• _What is needed_: Recast the material below as a Markdown table with the columns Row and Line, giving each non-blank line its own numbered row.
— Begin Listing —
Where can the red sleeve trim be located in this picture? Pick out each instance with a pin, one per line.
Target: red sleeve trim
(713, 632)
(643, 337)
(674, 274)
— End Listing —
• _Final answer_:
| Row | Line |
|---|---|
| 1 | Where can the red sleeve trim be located in this picture? Pick out each instance with a pin, one per line. |
| 2 | Target: red sleeve trim |
| 3 | (713, 632) |
| 4 | (643, 337) |
| 5 | (674, 274) |